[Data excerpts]
□ □ □ □ □

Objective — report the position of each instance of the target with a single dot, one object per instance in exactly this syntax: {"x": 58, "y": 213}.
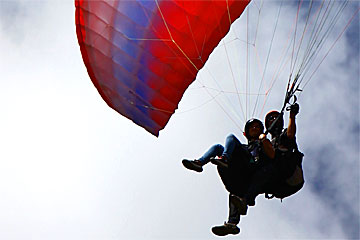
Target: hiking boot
{"x": 219, "y": 161}
{"x": 240, "y": 204}
{"x": 227, "y": 228}
{"x": 194, "y": 165}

□ □ □ □ □

## [WHAT THE TASK REQUIRES]
Transcribe each entry above character for character, omitting pictures.

## [WRITTEN RESPONSE]
Objective — report the position of each instance of the target with a single dot, one object per instance in exactly this syntax: {"x": 58, "y": 213}.
Target: hiking boot
{"x": 219, "y": 161}
{"x": 240, "y": 204}
{"x": 227, "y": 228}
{"x": 194, "y": 165}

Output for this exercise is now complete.